DOCUMENT SEGMENT:
════════════════════
The future is hopeful for direct care physicians


On the surface, the news from America about health care seems rather grim: cost and dissatisfaction keep rising, reforms are stalling, and, for some, even life expectancy may be declining.  If that wasn’t bad enough, President Trump issued a tweet on March 25 predicting that “Obamacare will explode.”

For a small but growing number of doctors and patients, however, the future is surprisingly hopeful. The nascent direct care movement is made up of physicians who have decided to step outside the government and insurance system and offer their services directly to patients for a simple fee that is transparent and affordable.

For the time being, the direct care movement is limited to outpatient care.  The bulk of this movement consists of family physicians who provide their services for a modest monthly membership fee, typically between $50 to $100.  In exchange, patients enjoy a personal relationship with a doctor to whom they have direct access — even at night and on weekends — and with whom they can freely communicate, using all modern forms of telecommunications.
════════════════════
DATA SHOWN:
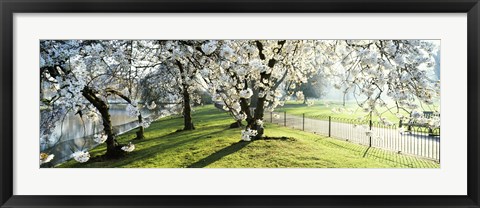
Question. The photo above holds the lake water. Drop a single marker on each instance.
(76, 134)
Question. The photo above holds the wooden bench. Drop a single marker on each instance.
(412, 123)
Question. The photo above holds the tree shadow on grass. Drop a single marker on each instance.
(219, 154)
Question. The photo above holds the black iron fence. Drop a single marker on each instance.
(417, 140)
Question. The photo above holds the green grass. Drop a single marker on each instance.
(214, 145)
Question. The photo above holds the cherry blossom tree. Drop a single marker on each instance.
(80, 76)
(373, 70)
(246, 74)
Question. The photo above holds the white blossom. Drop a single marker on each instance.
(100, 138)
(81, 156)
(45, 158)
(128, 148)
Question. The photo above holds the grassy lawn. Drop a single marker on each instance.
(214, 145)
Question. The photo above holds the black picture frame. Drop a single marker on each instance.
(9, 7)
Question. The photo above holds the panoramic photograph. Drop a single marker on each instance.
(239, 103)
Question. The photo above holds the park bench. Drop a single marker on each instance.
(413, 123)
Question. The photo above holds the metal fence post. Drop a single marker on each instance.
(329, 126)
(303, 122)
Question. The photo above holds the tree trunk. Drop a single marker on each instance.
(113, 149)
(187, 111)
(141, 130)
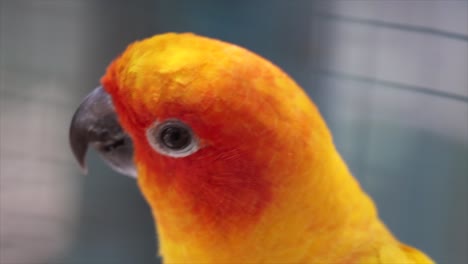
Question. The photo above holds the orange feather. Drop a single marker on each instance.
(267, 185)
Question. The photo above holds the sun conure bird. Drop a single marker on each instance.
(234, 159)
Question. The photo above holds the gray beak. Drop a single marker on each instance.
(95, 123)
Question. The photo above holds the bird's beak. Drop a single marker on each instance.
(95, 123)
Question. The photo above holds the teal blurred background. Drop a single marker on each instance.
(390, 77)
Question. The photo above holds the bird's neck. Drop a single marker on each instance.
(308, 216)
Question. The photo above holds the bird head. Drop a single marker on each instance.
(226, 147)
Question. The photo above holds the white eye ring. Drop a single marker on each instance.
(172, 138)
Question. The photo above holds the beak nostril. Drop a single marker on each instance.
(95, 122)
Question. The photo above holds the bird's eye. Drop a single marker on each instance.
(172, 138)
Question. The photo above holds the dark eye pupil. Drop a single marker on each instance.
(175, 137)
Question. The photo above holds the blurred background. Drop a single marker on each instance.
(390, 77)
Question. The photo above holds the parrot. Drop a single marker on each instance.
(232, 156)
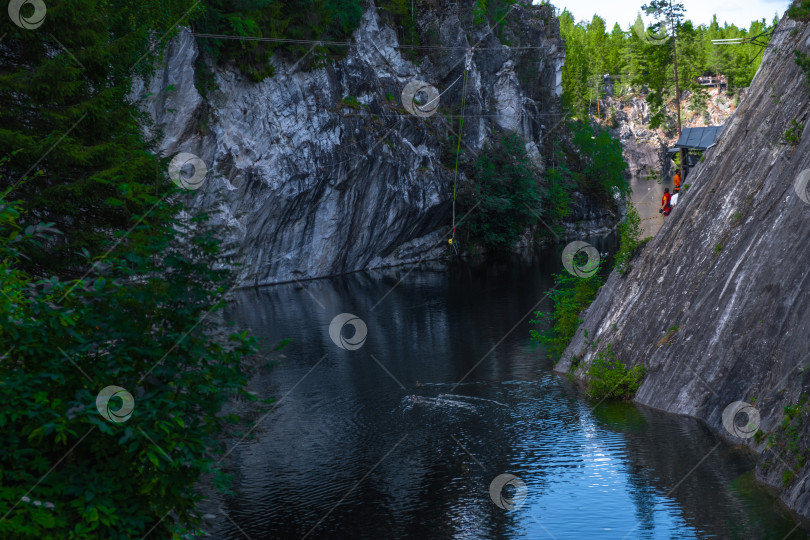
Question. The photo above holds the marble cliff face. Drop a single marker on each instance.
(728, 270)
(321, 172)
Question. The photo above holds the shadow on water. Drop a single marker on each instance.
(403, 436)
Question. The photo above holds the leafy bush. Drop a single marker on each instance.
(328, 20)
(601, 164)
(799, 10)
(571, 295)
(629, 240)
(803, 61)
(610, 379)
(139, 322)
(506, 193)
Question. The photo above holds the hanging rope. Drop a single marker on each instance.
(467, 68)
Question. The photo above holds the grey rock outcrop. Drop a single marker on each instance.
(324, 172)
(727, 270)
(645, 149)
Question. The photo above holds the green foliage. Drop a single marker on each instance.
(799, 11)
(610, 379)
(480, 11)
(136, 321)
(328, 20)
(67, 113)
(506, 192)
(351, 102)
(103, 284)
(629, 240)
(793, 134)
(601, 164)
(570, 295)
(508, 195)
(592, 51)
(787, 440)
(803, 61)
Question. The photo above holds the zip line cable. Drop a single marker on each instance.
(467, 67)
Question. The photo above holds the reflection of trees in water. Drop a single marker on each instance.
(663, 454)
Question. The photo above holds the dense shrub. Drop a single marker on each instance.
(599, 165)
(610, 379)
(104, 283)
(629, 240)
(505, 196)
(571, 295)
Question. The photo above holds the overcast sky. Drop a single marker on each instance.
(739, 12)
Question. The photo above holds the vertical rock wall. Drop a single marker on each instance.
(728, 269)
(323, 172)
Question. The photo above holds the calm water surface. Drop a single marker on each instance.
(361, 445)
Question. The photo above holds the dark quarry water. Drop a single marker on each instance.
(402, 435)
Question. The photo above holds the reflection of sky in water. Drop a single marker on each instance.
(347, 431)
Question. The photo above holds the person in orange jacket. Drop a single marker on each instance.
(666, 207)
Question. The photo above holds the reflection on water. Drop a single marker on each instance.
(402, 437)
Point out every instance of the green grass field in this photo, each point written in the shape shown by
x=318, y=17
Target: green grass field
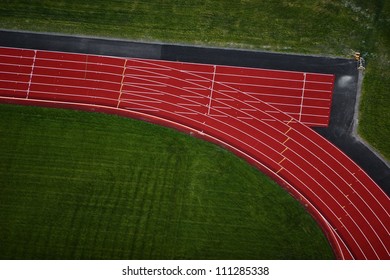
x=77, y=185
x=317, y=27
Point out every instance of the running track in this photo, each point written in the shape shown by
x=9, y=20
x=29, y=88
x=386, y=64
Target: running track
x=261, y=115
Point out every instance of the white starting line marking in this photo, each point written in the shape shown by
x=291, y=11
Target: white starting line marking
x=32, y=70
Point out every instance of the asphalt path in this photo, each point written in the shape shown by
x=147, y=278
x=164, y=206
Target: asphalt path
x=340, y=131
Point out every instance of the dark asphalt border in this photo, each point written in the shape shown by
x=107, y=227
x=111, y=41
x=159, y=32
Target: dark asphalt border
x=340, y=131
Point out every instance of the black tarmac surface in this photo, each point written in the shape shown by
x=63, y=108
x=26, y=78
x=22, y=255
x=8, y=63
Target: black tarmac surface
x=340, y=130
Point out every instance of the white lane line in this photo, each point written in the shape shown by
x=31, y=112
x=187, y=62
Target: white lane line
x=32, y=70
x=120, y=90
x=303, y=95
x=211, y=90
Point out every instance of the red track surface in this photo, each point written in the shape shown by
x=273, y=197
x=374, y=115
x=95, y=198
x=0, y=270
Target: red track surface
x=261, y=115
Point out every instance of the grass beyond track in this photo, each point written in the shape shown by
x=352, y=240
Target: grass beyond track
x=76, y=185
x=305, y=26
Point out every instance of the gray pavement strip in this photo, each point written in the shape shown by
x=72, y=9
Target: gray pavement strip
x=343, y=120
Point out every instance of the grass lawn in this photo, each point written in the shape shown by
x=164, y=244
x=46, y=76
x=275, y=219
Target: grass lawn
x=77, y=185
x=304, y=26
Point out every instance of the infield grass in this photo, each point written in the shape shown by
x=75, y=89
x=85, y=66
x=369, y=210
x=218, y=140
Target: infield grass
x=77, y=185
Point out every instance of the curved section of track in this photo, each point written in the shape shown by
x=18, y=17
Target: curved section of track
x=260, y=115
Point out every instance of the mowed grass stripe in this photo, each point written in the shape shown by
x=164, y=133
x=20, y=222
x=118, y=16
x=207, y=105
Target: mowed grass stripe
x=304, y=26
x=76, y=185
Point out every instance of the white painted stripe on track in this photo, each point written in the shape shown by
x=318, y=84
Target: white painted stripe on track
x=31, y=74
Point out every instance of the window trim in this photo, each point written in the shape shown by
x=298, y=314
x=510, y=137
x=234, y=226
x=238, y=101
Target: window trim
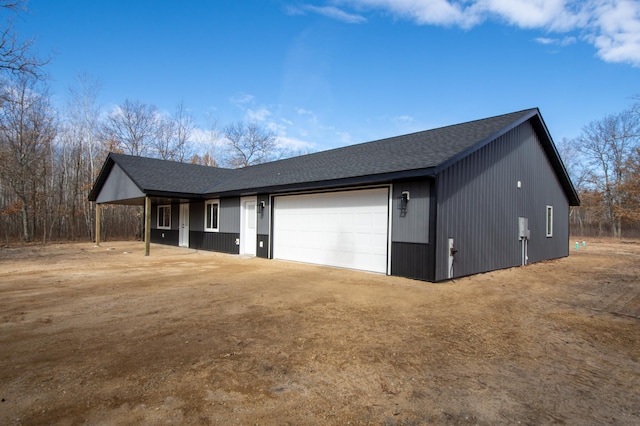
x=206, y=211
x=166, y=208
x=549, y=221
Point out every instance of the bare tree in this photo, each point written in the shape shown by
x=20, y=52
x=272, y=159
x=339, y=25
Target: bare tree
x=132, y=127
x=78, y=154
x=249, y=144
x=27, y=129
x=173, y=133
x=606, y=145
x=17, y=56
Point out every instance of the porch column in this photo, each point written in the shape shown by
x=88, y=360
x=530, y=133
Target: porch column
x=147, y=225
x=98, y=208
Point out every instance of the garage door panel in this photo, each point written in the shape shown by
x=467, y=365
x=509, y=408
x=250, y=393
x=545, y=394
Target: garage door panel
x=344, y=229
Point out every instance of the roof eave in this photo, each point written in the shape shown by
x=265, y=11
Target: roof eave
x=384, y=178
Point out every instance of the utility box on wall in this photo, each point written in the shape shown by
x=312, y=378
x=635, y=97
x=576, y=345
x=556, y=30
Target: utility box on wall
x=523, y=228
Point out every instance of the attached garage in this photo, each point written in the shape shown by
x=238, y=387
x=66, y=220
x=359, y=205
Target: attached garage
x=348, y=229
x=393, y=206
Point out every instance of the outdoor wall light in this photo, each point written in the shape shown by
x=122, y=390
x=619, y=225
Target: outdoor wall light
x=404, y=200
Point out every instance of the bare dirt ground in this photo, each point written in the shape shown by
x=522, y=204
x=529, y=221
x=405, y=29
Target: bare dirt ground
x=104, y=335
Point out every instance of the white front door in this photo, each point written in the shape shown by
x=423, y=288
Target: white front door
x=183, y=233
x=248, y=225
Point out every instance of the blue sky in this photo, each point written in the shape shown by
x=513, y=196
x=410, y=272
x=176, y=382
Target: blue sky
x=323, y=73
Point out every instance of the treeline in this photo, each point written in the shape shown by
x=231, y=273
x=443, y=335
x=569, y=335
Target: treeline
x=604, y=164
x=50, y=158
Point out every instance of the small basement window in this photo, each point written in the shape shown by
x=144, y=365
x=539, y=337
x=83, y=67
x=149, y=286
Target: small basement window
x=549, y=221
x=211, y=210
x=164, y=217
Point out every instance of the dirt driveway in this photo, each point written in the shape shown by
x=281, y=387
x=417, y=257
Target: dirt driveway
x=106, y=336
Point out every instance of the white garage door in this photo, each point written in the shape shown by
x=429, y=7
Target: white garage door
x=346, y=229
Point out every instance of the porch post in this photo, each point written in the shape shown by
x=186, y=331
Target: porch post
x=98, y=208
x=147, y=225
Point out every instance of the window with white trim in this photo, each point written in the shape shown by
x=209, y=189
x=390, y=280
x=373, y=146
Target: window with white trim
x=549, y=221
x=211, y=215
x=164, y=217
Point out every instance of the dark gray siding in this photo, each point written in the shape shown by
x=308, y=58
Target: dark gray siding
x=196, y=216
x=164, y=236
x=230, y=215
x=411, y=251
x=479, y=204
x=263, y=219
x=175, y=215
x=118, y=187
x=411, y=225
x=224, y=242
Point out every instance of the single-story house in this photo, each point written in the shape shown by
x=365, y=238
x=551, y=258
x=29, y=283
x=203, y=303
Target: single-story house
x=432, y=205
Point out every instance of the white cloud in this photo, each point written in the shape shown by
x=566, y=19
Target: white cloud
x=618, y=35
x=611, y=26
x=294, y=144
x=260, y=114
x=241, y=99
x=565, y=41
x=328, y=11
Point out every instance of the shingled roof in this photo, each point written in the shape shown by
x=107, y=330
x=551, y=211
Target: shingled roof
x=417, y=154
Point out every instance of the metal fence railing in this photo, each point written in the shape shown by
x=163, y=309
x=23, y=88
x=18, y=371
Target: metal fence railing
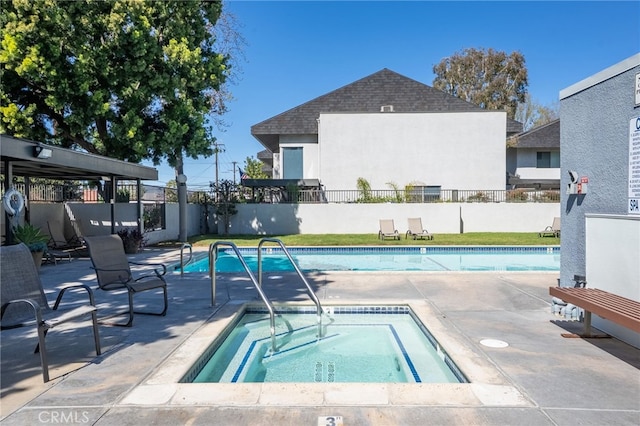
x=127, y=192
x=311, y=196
════════════════════
EXERCISES TO COMPLETE:
A – Answer these questions about the article on direct care physicians, one line each:
(i) On what date did President Trump issue the tweet quoted in the article?
(ii) To what kind of care is the direct care movement limited for the time being?
(iii) What is the typical range of the monthly membership fee?
B – Retype the part of the article on direct care physicians that begins with "For a small" and runs through "forms of telecommunications.".
C – Write what comes next in the article on direct care physicians, picking up after its last sentence.

RESPONSE LIST:
A –
(i) March 25
(ii) Outpatient care
(iii) Between $50 and $100

B –
For a small but growing number of doctors and patients, however, the future is surprisingly hopeful. The nascent direct care movement is made up of physicians who have decided to step outside the government and insurance system and offer their services directly to patients for a simple fee that is transparent and affordable.

For the time being, the direct care movement is limited to outpatient care.  The bulk of this movement consists of family physicians who provide their services for a modest monthly membership fee, typically between $50 to $100.  In exchange, patients enjoy a personal relationship with a doctor to whom they have direct access — even at night and on weekends — and with whom they can freely communicate, using all modern forms of telecommunications.

C –
Many of these direct primary care physicians also strive to provide their patients with pharmaceuticals and laboratory tests obtained at wholesale cost.  The savings to the patient can be substantial, sometimes as much as ninety percent off the retail price.

Another growing part of the direct care market concerns outpatient surgery: Some surgeons and anesthesiologists are offering to perform a wide range of operations (from simple tonsillectomies to total knee replacements) for a transparent cash fee which is significantly lower than that demanded by traditional hospitals — sometimes as low as one-quarter to one-third of the prevalent hospital price.

For many patients, the direct care movement offers medical care that would otherwise be unaffordable or even unobtainable.  For example, many low-income patients with government-subsidized insurance may not find a doctor contracted with that insurance, or they may need to wait weeks for an appointment.

For doctors working within the government and insurance system, the administrative and regulatory burdens of the last decades have become so great that they find themselves unable to provide patients the attention they need.

Lately, those burdens have included the requirement to use unwieldy electronic medical record systems and the need to comply with potentially penalizing “quality measures.”  Oftentimes, these quality measures are thinly veiled bureaucratic attempts to control costs.  (Incidentally, recent studies have shown them to be ineffective at improving either quality or outcomes.)  These burdens are on top of price control measures that have gradually reduced payments to physicians since the early 1990s.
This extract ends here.